GOAL =>
Put each line of the material below into a numbered list, leaving out any blank lines.

****************

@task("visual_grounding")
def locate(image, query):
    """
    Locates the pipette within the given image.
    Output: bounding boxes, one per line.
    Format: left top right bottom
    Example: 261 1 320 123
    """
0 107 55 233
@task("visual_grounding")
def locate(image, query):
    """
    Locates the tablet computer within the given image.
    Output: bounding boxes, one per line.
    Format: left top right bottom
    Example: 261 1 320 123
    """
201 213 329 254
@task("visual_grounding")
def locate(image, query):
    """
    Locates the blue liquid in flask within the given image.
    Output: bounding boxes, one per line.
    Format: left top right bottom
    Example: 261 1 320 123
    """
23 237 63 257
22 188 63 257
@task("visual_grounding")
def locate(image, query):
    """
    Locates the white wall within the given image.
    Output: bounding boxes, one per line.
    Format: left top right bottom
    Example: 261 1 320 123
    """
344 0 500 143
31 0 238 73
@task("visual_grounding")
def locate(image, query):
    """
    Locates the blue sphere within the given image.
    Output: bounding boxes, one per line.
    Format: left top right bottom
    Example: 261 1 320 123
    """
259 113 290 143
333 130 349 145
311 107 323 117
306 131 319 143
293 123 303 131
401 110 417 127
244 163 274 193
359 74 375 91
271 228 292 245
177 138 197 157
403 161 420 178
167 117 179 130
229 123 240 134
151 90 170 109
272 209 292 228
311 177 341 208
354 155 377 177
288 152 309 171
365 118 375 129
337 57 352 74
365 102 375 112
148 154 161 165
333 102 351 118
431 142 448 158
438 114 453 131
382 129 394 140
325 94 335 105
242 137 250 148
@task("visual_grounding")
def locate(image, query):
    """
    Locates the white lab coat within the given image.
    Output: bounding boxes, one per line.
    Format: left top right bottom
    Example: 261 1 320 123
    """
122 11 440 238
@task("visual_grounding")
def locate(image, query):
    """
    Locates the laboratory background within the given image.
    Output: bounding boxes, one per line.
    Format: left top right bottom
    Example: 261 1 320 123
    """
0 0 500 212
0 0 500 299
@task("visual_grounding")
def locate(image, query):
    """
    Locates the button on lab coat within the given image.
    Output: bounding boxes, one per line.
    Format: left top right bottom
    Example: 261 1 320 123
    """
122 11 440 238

****************

OUTPUT OF THE EXERCISE =>
1. @task("visual_grounding")
2. def locate(image, query):
3.     """
4.     Locates the pipette within the given image.
5.     Output: bounding boxes, one per line.
6.     Format: left top right bottom
7.     Example: 261 1 320 123
8.     """
9. 0 107 55 233
10. @task("visual_grounding")
11. def locate(image, query):
12.     """
13.     Locates the tablet computer within the given image.
14.     Output: bounding boxes, one per line.
15.     Format: left top right bottom
16.     Example: 261 1 320 123
17.     """
18. 201 213 329 254
19. @task("visual_grounding")
20. def locate(image, query):
21.     """
22.     Locates the blue liquid in flask within the given image.
23.     Output: bounding boxes, one per line.
24.     Format: left top right bottom
25.     Example: 261 1 320 123
26.     """
27. 23 237 63 257
28. 22 188 63 257
29. @task("visual_grounding")
30. def locate(image, query):
31.     """
32.     Locates the white wall within the given image.
33.     Output: bounding boxes, one per line.
34.     Format: left top right bottom
35.     Example: 261 1 320 123
36.     """
37. 344 0 500 143
38. 31 0 238 73
39. @task("visual_grounding")
40. def locate(image, query):
41.     """
42.     Locates the blue sphere within the given image.
43.     Output: bounding boxes, one per line.
44.     Format: left top right bottom
45.     Example: 261 1 320 123
46.     """
47. 259 113 290 143
48. 333 130 349 145
49. 311 107 323 117
50. 306 131 319 143
51. 293 123 303 131
52. 401 110 417 127
53. 244 163 274 193
54. 359 74 375 91
55. 271 228 292 245
56. 177 138 197 157
57. 403 161 420 178
58. 167 117 179 130
59. 229 123 240 134
60. 151 90 170 109
61. 272 209 292 228
62. 311 177 341 208
63. 354 155 377 177
64. 288 152 309 171
65. 365 118 375 129
66. 337 57 352 74
67. 365 102 375 112
68. 148 154 161 165
69. 333 102 351 118
70. 431 142 448 158
71. 438 114 453 131
72. 382 129 394 140
73. 325 94 335 105
74. 242 137 250 148
75. @task("visual_grounding")
76. def locate(image, query):
77.     """
78.     Locates the white lab coat within the given image.
79.     Output: bounding boxes, one per line.
80.     Format: left top right bottom
81.     Example: 261 1 320 123
82.     """
83. 122 11 440 238
84. @task("visual_grounding")
85. def locate(image, query):
86.     """
87.     Locates the laboratory background within the given image.
88.     Output: bounding boxes, one per line.
89.     Format: left top right bottom
90.     Example: 261 1 320 123
91.     """
92. 0 0 500 212
93. 0 0 500 299
94. @task("visual_grounding")
95. def locate(image, query):
96.     """
97.     Locates the button on lab coat within the given image.
98.     Output: bounding boxes, one per line.
99.     Format: left top right bottom
100.     Example: 261 1 320 123
101.     """
102. 122 11 440 238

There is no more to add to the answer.